- **WRITTEN TASK**
Write out the whole listing exactly as it stands.

- **MATERIAL FOR THIS TASK**
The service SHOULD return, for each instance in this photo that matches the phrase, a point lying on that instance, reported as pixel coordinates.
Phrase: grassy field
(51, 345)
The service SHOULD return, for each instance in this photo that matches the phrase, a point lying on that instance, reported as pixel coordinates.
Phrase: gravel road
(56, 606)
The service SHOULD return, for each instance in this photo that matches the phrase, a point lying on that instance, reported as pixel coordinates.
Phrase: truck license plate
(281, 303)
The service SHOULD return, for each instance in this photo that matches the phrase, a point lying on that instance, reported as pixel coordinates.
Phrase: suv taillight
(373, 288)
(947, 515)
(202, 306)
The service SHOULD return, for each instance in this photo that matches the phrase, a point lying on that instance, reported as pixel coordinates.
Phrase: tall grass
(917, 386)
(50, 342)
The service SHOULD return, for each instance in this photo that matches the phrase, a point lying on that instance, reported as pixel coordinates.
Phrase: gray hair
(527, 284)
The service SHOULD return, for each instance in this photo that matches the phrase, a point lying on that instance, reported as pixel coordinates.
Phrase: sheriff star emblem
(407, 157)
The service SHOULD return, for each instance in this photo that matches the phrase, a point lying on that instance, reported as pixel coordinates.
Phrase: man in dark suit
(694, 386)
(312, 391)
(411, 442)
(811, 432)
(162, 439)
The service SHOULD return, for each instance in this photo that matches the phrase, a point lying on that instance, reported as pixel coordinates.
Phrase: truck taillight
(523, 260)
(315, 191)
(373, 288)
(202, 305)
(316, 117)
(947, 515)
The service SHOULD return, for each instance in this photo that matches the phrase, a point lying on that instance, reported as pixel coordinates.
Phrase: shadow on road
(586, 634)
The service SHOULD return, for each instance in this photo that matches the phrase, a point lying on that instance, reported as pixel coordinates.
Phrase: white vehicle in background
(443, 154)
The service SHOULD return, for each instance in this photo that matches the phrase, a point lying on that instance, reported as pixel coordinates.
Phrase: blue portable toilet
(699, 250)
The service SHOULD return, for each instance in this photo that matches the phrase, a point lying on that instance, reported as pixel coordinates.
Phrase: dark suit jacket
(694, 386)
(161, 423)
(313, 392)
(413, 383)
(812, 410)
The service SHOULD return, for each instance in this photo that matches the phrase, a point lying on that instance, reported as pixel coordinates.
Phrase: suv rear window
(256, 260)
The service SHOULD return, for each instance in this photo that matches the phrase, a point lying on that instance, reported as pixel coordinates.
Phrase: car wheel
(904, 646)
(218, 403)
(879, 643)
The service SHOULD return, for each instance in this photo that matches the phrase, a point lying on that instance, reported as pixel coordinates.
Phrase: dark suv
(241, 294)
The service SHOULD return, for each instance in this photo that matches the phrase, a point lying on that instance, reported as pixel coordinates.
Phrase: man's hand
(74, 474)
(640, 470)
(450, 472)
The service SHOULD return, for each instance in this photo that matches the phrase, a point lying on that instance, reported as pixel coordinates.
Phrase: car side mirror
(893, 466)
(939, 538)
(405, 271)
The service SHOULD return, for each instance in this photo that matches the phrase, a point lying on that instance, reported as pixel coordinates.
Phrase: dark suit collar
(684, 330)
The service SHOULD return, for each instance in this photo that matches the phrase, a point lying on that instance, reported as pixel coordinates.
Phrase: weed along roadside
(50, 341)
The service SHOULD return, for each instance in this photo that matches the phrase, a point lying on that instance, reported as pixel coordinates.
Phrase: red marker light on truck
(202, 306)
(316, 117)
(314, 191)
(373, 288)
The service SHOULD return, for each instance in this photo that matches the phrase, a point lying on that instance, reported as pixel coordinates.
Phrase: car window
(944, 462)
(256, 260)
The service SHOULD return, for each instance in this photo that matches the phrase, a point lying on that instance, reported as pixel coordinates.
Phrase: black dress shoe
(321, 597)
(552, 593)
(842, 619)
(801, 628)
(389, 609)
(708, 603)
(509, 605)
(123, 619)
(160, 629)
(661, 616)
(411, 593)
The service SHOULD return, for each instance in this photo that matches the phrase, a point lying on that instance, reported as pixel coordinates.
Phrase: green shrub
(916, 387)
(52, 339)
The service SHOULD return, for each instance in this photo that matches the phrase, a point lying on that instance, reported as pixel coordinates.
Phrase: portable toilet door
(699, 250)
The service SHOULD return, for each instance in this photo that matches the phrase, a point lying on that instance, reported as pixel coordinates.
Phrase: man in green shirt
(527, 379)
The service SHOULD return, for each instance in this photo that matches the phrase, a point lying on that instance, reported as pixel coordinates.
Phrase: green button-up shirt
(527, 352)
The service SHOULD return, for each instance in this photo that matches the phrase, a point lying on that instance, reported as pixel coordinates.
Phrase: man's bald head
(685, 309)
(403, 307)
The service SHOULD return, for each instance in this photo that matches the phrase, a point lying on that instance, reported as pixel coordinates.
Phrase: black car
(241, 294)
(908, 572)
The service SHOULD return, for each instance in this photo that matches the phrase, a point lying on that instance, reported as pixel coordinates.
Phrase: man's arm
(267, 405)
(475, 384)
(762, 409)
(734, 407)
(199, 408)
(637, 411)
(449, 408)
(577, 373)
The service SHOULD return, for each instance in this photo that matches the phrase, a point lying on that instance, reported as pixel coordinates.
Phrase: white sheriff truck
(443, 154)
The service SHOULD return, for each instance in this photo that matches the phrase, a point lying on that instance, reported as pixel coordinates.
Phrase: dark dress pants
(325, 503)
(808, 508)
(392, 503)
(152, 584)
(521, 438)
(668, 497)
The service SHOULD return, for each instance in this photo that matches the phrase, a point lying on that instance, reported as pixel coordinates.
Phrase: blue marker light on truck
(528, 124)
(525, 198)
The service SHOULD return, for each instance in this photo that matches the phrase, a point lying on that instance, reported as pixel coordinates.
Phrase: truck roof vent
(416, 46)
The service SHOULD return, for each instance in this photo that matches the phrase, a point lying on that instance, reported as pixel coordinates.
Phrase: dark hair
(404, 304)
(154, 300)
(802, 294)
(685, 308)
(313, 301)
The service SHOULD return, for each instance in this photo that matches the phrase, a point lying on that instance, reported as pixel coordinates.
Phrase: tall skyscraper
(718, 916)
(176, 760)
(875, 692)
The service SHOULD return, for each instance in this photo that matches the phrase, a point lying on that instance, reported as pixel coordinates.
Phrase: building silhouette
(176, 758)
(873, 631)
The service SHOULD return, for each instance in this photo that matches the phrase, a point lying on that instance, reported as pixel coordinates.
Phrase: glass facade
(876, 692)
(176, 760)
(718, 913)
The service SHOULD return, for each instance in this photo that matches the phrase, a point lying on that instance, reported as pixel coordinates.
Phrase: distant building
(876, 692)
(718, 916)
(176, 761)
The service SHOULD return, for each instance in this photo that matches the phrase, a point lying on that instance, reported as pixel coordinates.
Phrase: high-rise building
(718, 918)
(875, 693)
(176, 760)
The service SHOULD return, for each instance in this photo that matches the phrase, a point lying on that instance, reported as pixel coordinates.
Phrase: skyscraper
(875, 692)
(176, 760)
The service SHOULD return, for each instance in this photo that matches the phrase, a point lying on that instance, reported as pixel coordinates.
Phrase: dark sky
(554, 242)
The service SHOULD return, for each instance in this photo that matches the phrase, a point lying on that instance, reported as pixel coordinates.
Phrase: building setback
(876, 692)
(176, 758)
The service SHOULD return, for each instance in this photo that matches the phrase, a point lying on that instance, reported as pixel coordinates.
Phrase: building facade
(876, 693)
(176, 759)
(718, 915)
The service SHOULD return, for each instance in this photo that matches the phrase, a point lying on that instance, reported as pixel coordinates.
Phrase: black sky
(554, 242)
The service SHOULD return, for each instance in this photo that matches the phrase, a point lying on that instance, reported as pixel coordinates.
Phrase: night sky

- **COMPLETED TASK**
The service SHOULD return, for each instance in this photo that matches the phrase, a point lying on that instance, reported as pixel coordinates.
Phrase: grassy field
(51, 345)
The service SHOULD return, for each instance in this photo that matches the phrase, a point lying on that instance, reported as pixel coordinates.
Phrase: gravel road
(56, 606)
The service SHOULD return, for each instance in this photo that matches the phrase, a point lying on that instance, reported as pixel coordinates.
Phrase: truck license plate
(281, 303)
The service SHOULD return, for each instance in this photo that matches the phrase, a point lying on that instance, reported as pixel coordinates.
Phrase: suv taillight
(373, 288)
(947, 515)
(202, 306)
The service SHOULD return, for each instance in this photo that matches the phrase, a point lying on that instance, reported as pixel coordinates.
Phrase: tall grass
(917, 386)
(50, 342)
The service SHOULD return, for each instance in this photo that matches the phrase, a point lying on that instance, reported as pixel coordinates.
Phrase: gray hair
(527, 284)
The service SHOULD return, for each instance in this photo that matches the phrase, a point lying on that instance, reported as pixel coordinates.
Phrase: sheriff star emblem
(407, 157)
The service SHOULD return, for each instance in this photo that matches the phrase, a point lying on that instance, reported as pixel coordinates.
Phrase: man in dark suit
(694, 386)
(312, 391)
(411, 442)
(811, 432)
(162, 439)
The service SHOULD return, for each instance in this photo that matches the phrase, a point lying on that instance, reported as pixel coordinates.
Phrase: truck taillight
(523, 260)
(315, 191)
(373, 288)
(202, 305)
(316, 117)
(947, 515)
The service SHOULD return, for each instance in this photo that matches the phrase, a point lying on that instance, reported as pixel coordinates.
Phrase: shadow on road
(586, 634)
The service SHOULD return, for each instance in this photo that matches the phrase, a point lying on that instance, reported as pixel coordinates.
Phrase: white vehicle in background
(443, 154)
The service SHOULD return, for each instance in this photo that matches the phrase, a point lying on that instance, reported as pixel coordinates.
Phrase: blue portable toilet
(699, 250)
The service SHOULD return, for each instance in this photo that matches the phrase, a point lying on that instance, reported as pixel coordinates.
Phrase: dark suit jacket
(694, 386)
(161, 423)
(313, 392)
(413, 383)
(812, 410)
The service SHOULD return, for each instance in this photo that matches the phrase, a point lying on that instance, reported as pixel coordinates.
Phrase: suv rear window
(256, 260)
The service SHOULD return, for each instance in this photo that matches the phrase, a point lying on that instance, reported as pixel coordinates.
Phrase: car wheel
(904, 646)
(218, 403)
(879, 643)
The service SHOULD return, for each instance in this photo that matches the phrase, a point lying on that instance, reported as pixel coordinates.
Phrase: dark suv
(241, 294)
The service SHOULD return, for each instance in this photo that matches the phrase, a point lying on that instance, reported as pixel coordinates.
Phrase: man's hand
(74, 474)
(640, 470)
(450, 472)
The service SHOULD return, for each instance in this photo that matches the phrase, a point lying on that instance, reported as pixel coordinates.
Phrase: car side mirror
(893, 466)
(939, 538)
(405, 271)
The service SHOULD return, for each instance in this photo that matches the phrase, a point lying on that instance, reported as pixel coordinates.
Phrase: dark suit collar
(684, 330)
The service SHOULD return, for each instance in this photo that matches the phrase, a point lying on that instance, reported as pixel coordinates.
Phrase: weed along roadside
(50, 341)
The service SHOULD return, for each instance in this photo that matches the phrase, a point lying on that instance, reported as pixel coordinates.
Phrase: red marker light on truck
(202, 306)
(316, 117)
(314, 191)
(373, 288)
The service SHOULD return, for each instance in this photo that matches the phrase, a point lying on that instance, reported as pixel coordinates.
Phrase: car window
(944, 462)
(256, 260)
The service SHOULD return, for each instance in this photo that matches the phrase, a point lying on that instance, reported as pixel coordinates.
Phrase: black dress shoe
(321, 597)
(552, 593)
(842, 619)
(801, 628)
(389, 609)
(708, 603)
(509, 605)
(123, 619)
(160, 629)
(661, 616)
(411, 593)
The service SHOULD return, for each instance in this photo that matches the phrase, a point lying on that instance, reported as pixel coordinates.
Phrase: green shrub
(916, 387)
(52, 339)
The service SHOULD return, for each instance in this photo that matches the phrase, a point lying on that instance, reported as pixel coordinates.
Phrase: portable toilet door
(699, 250)
The service SHOULD return, for each instance in this photo that matches the phrase, a point lying on that instance, reported as pixel coordinates.
Phrase: man in green shirt
(527, 379)
The service SHOULD return, for each instance in this photo that matches the phrase, a point lying on that instance, reported as pixel coordinates.
Phrase: green button-up shirt
(527, 352)
The service SHOULD return, for each instance in this photo that matches the phrase, a point lying on that instance, reported as pixel coordinates.
Phrase: man's bald head
(685, 309)
(403, 307)
The service SHOULD return, for each instance in this photo that matches the phrase, a point lying on that instance, reported as pixel coordinates.
Phrase: black car
(241, 294)
(908, 572)
The service SHOULD return, for each instance in this photo that matches the phrase, a point lying on that instance, reported as pixel coordinates.
Phrase: man's arm
(267, 405)
(475, 384)
(762, 409)
(734, 407)
(199, 408)
(637, 411)
(449, 408)
(577, 373)
The service SHOULD return, for each instance in this photo that matches the phrase, a point lying on that instance, reported as pixel coordinates.
Phrase: white sheriff truck
(443, 154)
The service SHOULD return, for each instance in this photo that matches the phrase, a point lying on that instance, reported as pixel coordinates.
Phrase: dark dress pants
(325, 503)
(808, 508)
(392, 503)
(152, 584)
(521, 438)
(668, 497)
The service SHOULD return, for each instance in this photo that matches the phrase, a point lying on that instance, reported as pixel coordinates.
Phrase: blue marker light on truck
(528, 124)
(525, 198)
The service SHOULD return, for each instance in this photo that matches the phrase, a point lying on that instance, reported as pixel coordinates.
Phrase: truck roof vent
(416, 46)
The service SHOULD return, for each instance in this photo that matches the phrase, a point lying on that instance, reported as pixel coordinates.
Phrase: dark hair
(404, 304)
(154, 300)
(802, 294)
(685, 308)
(313, 301)
The service SHOULD return, for each instance in this photo that matches the phrase, a point lying on that instance, reported as pixel coordinates.
Phrase: tall skyscraper
(718, 916)
(176, 760)
(875, 692)
The service SHOULD return, for each instance in this photo that matches the phrase, a point lying on that instance, reported as pixel coordinates.
Phrase: building silhouette
(176, 758)
(873, 631)
The service SHOULD return, for each instance in this photo that matches the phrase, a point lying on that instance, reported as pixel coordinates.
Phrase: glass facade
(876, 692)
(176, 760)
(718, 913)
The service SHOULD return, for each instance in this photo that matches the phrase, a point lying on that instance, reported as pixel coordinates.
Phrase: distant building
(876, 692)
(718, 916)
(176, 761)
The service SHOULD return, for each instance in this photo that matches the phrase, a point lying on that instance, reported as pixel coordinates.
Phrase: high-rise building
(718, 918)
(875, 693)
(176, 760)
The service SHOULD return, for each instance in this photo that matches the phrase, a point lying on that instance, reported as pixel coordinates.
Phrase: skyscraper
(875, 692)
(176, 760)
The service SHOULD return, for each instance in this photo that matches the phrase, a point lying on that instance, reported as pixel coordinates.
Phrase: dark sky
(554, 242)
The service SHOULD return, for each instance in this photo that matches the phrase, a point lying on that instance, reported as pixel coordinates.
Phrase: building setback
(876, 692)
(176, 758)
The service SHOULD return, for each instance in this photo that matches the phrase, a point lying on that instance, reported as pixel coordinates.
Phrase: building facade
(876, 693)
(176, 759)
(718, 915)
The service SHOULD return, for each instance in this photo that matches the phrase, a point lying on that instance, reported as pixel coordinates.
Phrase: black sky
(554, 242)
The service SHOULD return, for each instance in this photo that matches the phrase, a point lying on that instance, reported as pixel coordinates.
Phrase: night sky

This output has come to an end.